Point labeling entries
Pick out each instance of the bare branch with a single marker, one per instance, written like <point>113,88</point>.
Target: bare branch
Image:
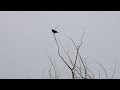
<point>114,71</point>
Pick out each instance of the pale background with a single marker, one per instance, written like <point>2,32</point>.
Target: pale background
<point>25,34</point>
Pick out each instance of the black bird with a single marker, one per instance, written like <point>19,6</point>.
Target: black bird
<point>54,31</point>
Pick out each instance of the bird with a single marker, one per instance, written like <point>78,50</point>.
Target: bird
<point>54,31</point>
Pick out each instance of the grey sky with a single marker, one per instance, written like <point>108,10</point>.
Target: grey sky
<point>25,34</point>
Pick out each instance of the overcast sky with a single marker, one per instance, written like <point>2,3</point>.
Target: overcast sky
<point>24,36</point>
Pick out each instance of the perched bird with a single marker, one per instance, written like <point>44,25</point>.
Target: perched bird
<point>54,31</point>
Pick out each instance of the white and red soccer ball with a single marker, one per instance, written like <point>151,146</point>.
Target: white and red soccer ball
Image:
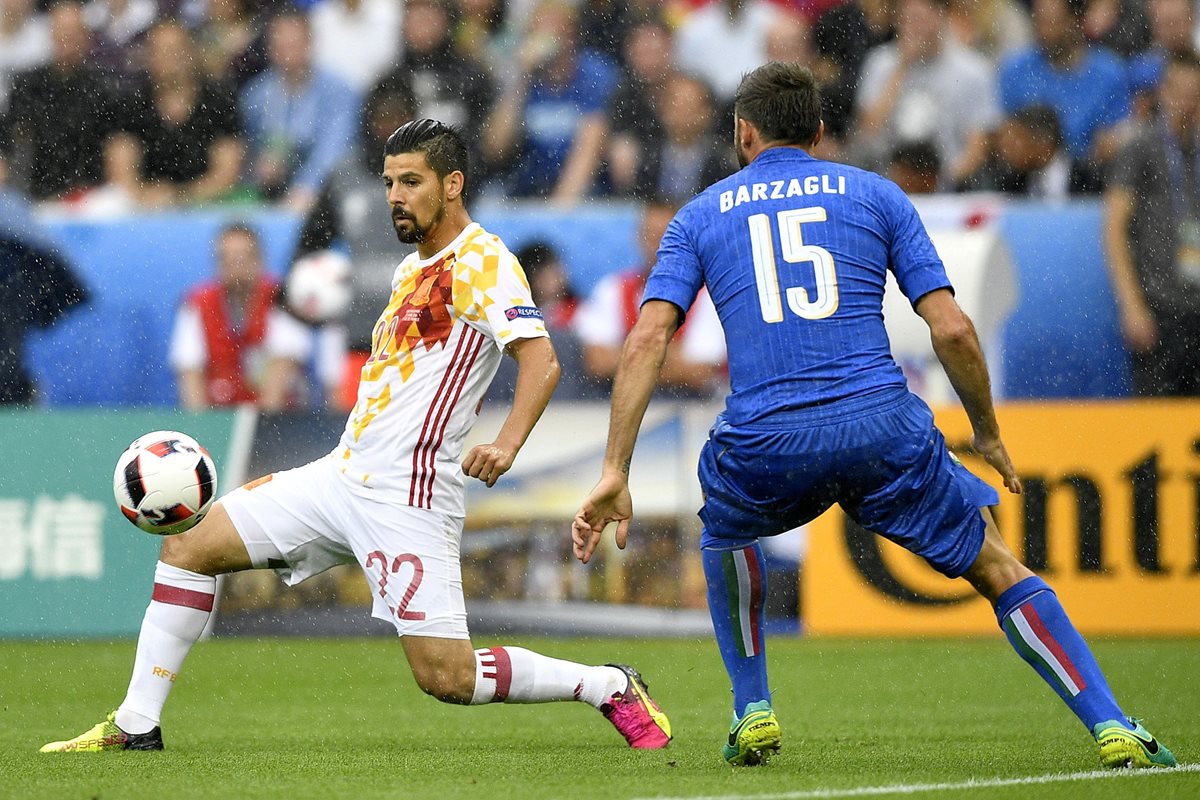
<point>318,288</point>
<point>165,482</point>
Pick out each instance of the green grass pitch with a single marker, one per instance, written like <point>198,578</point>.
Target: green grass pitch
<point>342,719</point>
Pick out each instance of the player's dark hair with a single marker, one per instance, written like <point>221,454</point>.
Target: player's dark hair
<point>781,101</point>
<point>1042,121</point>
<point>442,144</point>
<point>1078,8</point>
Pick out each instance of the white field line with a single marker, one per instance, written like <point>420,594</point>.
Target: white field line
<point>961,786</point>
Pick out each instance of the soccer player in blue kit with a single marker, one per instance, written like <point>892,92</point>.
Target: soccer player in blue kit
<point>795,252</point>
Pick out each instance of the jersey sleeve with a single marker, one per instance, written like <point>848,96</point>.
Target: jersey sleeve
<point>911,253</point>
<point>508,305</point>
<point>677,274</point>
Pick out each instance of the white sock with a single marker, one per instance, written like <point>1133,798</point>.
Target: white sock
<point>520,675</point>
<point>174,620</point>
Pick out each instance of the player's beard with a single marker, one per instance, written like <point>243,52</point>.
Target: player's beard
<point>417,233</point>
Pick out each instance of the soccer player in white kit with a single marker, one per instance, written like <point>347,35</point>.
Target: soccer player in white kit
<point>390,495</point>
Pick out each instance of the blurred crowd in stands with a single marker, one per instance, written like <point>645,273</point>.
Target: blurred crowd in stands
<point>126,104</point>
<point>169,102</point>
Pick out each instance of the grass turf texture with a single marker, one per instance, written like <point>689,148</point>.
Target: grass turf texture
<point>342,719</point>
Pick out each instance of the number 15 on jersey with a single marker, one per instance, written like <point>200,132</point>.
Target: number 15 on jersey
<point>762,244</point>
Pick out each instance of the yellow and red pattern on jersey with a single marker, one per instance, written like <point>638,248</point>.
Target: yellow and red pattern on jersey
<point>435,350</point>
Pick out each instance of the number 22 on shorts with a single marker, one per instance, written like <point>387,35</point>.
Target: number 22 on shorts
<point>401,609</point>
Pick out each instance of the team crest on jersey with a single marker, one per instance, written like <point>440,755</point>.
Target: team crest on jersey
<point>522,312</point>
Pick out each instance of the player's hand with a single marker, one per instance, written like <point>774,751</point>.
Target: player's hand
<point>489,462</point>
<point>994,452</point>
<point>609,503</point>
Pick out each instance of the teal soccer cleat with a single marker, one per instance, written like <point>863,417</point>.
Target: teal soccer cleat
<point>755,738</point>
<point>1137,749</point>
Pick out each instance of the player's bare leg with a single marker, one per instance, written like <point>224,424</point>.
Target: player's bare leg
<point>180,606</point>
<point>454,672</point>
<point>1039,630</point>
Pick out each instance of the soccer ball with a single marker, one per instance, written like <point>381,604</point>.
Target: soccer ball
<point>165,482</point>
<point>318,288</point>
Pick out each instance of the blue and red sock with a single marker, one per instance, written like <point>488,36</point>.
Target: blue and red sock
<point>1041,632</point>
<point>737,587</point>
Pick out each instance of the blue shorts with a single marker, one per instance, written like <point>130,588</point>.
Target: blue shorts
<point>886,465</point>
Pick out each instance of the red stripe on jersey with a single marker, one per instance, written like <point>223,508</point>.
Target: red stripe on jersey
<point>477,346</point>
<point>1039,630</point>
<point>429,416</point>
<point>177,596</point>
<point>755,571</point>
<point>503,673</point>
<point>427,449</point>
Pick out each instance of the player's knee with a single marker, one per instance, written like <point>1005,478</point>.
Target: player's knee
<point>189,552</point>
<point>995,571</point>
<point>447,683</point>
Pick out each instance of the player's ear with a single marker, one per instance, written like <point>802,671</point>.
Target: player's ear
<point>743,132</point>
<point>453,185</point>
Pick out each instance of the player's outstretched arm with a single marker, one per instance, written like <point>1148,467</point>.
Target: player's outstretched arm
<point>641,360</point>
<point>958,348</point>
<point>537,378</point>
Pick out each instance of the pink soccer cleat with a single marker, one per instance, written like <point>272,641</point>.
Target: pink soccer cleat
<point>636,715</point>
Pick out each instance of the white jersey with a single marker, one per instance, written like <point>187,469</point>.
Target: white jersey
<point>435,350</point>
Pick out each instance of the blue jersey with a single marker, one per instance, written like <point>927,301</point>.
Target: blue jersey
<point>795,253</point>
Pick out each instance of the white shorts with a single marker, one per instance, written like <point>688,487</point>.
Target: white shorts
<point>300,522</point>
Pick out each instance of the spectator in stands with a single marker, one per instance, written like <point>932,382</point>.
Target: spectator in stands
<point>37,287</point>
<point>481,30</point>
<point>691,155</point>
<point>24,42</point>
<point>118,26</point>
<point>925,86</point>
<point>231,344</point>
<point>604,25</point>
<point>1152,238</point>
<point>299,120</point>
<point>635,116</point>
<point>181,139</point>
<point>724,40</point>
<point>1086,85</point>
<point>547,131</point>
<point>551,289</point>
<point>63,114</point>
<point>991,28</point>
<point>348,214</point>
<point>447,84</point>
<point>1120,25</point>
<point>1025,157</point>
<point>232,42</point>
<point>695,360</point>
<point>1173,30</point>
<point>358,41</point>
<point>843,37</point>
<point>790,38</point>
<point>916,167</point>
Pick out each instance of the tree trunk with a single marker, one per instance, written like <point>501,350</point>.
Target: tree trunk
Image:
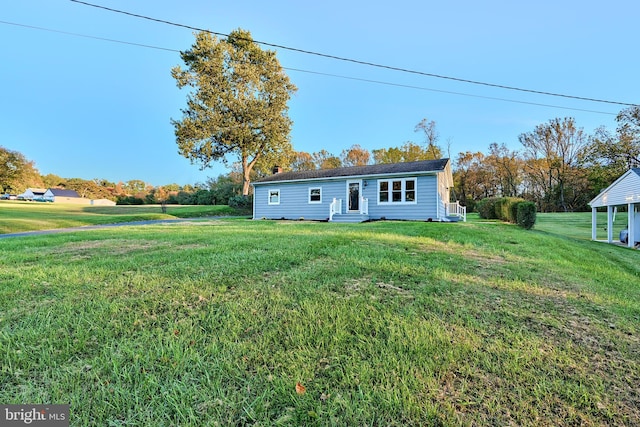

- Written instruction -
Can you render all of the entries above as a numbered list, with blank lines dropped and the pictures left out?

- Written response -
1. Pick out each instance of the bare branch with a single marker, one per instance, written like <point>113,88</point>.
2. Target: bare branch
3. Image:
4. <point>114,71</point>
5. Pick out each instance of the pale background with a single marker, one per instance, written like <point>2,32</point>.
6. Target: pale background
7. <point>25,34</point>
8. Pick out each instance of the black bird with a single marker, one per instance, written like <point>19,6</point>.
9. Target: black bird
10. <point>54,31</point>
11. Pick out each instance of the bird with a single marker, one per instance, written like <point>78,50</point>.
12. Target: bird
13. <point>54,31</point>
14. Pick out each instance of the grey sky with a single marker, one per instance, written like <point>108,10</point>.
15. Target: grey sky
16. <point>25,34</point>
17. Pick out each instance of the overcast sky with a single marker, one per instance, written like <point>2,3</point>.
18. Target: overcast sky
19. <point>24,36</point>
20. Pick out each instance of the perched bird with a single marker, one per instance, written like <point>44,25</point>.
21. Target: perched bird
22. <point>54,31</point>
23. Pick out each instance of the white and red soccer ball with a single marker, one per instance, written like <point>151,146</point>.
24. Target: white and red soccer ball
25. Image:
26. <point>318,288</point>
27. <point>165,482</point>
28. Pick out each instance of the green grass pitch with a single marker, one per instance, written like <point>198,578</point>.
29. Target: green grass pitch
30. <point>342,719</point>
31. Pick out each instance of the player's dark hair with a single marker, one per instance, written like <point>221,454</point>.
32. Target: player's dark hair
33. <point>781,101</point>
34. <point>1042,121</point>
35. <point>442,144</point>
36. <point>1078,8</point>
37. Pick out each instance of the white field line with a single marker, one per instance, written like <point>420,594</point>.
38. Target: white field line
39. <point>961,786</point>
40. Pick out each instance of the soccer player in blue kit with a single marker, one per instance, written like <point>892,92</point>.
41. Target: soccer player in blue kit
42. <point>795,252</point>
43. Pick out each instance of the jersey sleeve with a single marker, one per instance, written like <point>848,96</point>.
44. Target: jersey sleeve
45. <point>911,253</point>
46. <point>508,305</point>
47. <point>677,274</point>
48. Pick out each instance of the white sock with a single marker, one per instance, written like <point>1133,798</point>.
49. Target: white sock
50. <point>520,675</point>
51. <point>174,620</point>
52. Pick out each instance of the player's beard with a single marker, one per instance, written like <point>243,52</point>.
53. Target: player's beard
54. <point>417,233</point>
55. Pick out each instance of the soccer player in white kit with a single marker, one per instance, written like <point>347,35</point>.
56. Target: soccer player in white kit
57. <point>390,495</point>
58. Pick out each instance of the blurred crowd in stands with a single marker, one per instance, written like <point>645,273</point>.
59. Target: blurred crowd in stands
60. <point>126,104</point>
61. <point>169,102</point>
62. Pick out each instance of the grass turf texture with a single marker, one per instance, written like <point>689,148</point>.
63. Target: grass turf texture
64. <point>342,719</point>
65. Pick out each instance of the number 15 on jersey with a single marker, one per instance, written like <point>200,132</point>.
66. Target: number 15 on jersey
67. <point>762,244</point>
68. Pick out each instance of the yellow and red pattern on jersey with a single marker, one per instance, written like <point>638,248</point>.
69. Target: yellow and red pattern on jersey
70. <point>435,350</point>
71. Pick out each instance of the number 22 on shorts with a single marker, one per instance, written like <point>387,35</point>.
72. Target: number 22 on shorts
73. <point>401,609</point>
74. Pick out each instance of the team crest on jersey with a single marker, one per instance, written like <point>440,755</point>.
75. Target: team crest on jersey
76. <point>522,312</point>
77. Pick out each instance of the player's hand with a single marker, one per instance, written like <point>774,751</point>.
78. Target: player's hand
79. <point>489,462</point>
80. <point>994,452</point>
81. <point>609,503</point>
82. Pick out each instance of the teal soccer cleat with a single marker, one per instance, written like <point>863,417</point>.
83. Target: teal soccer cleat
84. <point>755,738</point>
85. <point>1137,749</point>
86. Pick out each instance of the player's bare leg with a single marker, one per instance, written like <point>224,424</point>.
87. Target: player's bare leg
88. <point>180,606</point>
89. <point>454,672</point>
90. <point>1039,630</point>
91. Pick out each instance of the soccer ball with a single marker, one per instance, written like <point>381,604</point>.
92. Target: soccer ball
93. <point>165,482</point>
94. <point>318,288</point>
95. Pick out each instance of the blue and red sock with a single marker, one per instance, written like <point>488,36</point>.
96. Target: blue and red sock
97. <point>1041,632</point>
98. <point>737,587</point>
99. Pick out each instance of the blue shorts with a single marker, one per instance, written like <point>130,588</point>.
100. Target: blue shorts
101. <point>886,465</point>
102. Pick out each instance of the red stripe on jersey with a single marker, one per instance, written like <point>223,508</point>.
103. Target: red stripe on jersey
104. <point>477,346</point>
105. <point>1039,630</point>
106. <point>429,416</point>
107. <point>177,596</point>
108. <point>755,571</point>
109. <point>503,673</point>
110. <point>427,449</point>
111. Pick out each instance of the player's knee with a single marker, one per instance, written like <point>1005,478</point>.
112. Target: player's knee
113. <point>189,552</point>
114. <point>995,571</point>
115. <point>447,683</point>
116. Pick out each instance of the player's ear with a single marker, one per instance, written like <point>802,671</point>.
117. Target: player's ear
118. <point>743,132</point>
119. <point>453,185</point>
120. Pick out each instance of the player's outstretched arm with a single marker, one per instance, written like <point>1148,467</point>.
121. Target: player's outstretched arm
122. <point>641,360</point>
123. <point>958,348</point>
124. <point>537,378</point>
125. Pick out each instance of the pink soccer cleat with a single marker, one per instance, written like <point>272,641</point>.
126. Target: pink soccer cleat
127. <point>636,715</point>
128. Pick out each instance of the white jersey with a single marker, one per instance, written like <point>187,469</point>.
129. Target: white jersey
130. <point>435,350</point>
131. Pick out each instance of the blue jersey with a single marker, one per instance, written like <point>927,301</point>.
132. Target: blue jersey
133. <point>795,253</point>
134. Pick out each instance of the white shorts with a single marker, one per instance, written like <point>688,487</point>.
135. Target: white shorts
136. <point>300,522</point>
137. Pick out each instance of the spectator in stands with a single marker, one per instance, written like <point>932,382</point>.
138. Target: spectator in stands
139. <point>37,287</point>
140. <point>481,30</point>
141. <point>691,155</point>
142. <point>24,42</point>
143. <point>118,26</point>
144. <point>925,86</point>
145. <point>231,344</point>
146. <point>604,25</point>
147. <point>1152,238</point>
148. <point>299,120</point>
149. <point>635,116</point>
150. <point>181,139</point>
151. <point>724,40</point>
152. <point>1086,85</point>
153. <point>547,131</point>
154. <point>551,289</point>
155. <point>63,114</point>
156. <point>991,28</point>
157. <point>348,214</point>
158. <point>447,84</point>
159. <point>1120,25</point>
160. <point>1025,157</point>
161. <point>232,42</point>
162. <point>695,360</point>
163. <point>1173,30</point>
164. <point>358,41</point>
165. <point>843,37</point>
166. <point>790,38</point>
167. <point>916,167</point>
168. Pick out each instance of the tree trunk with a single marker, one per instance, written like <point>501,350</point>.
169. Target: tree trunk
170. Image:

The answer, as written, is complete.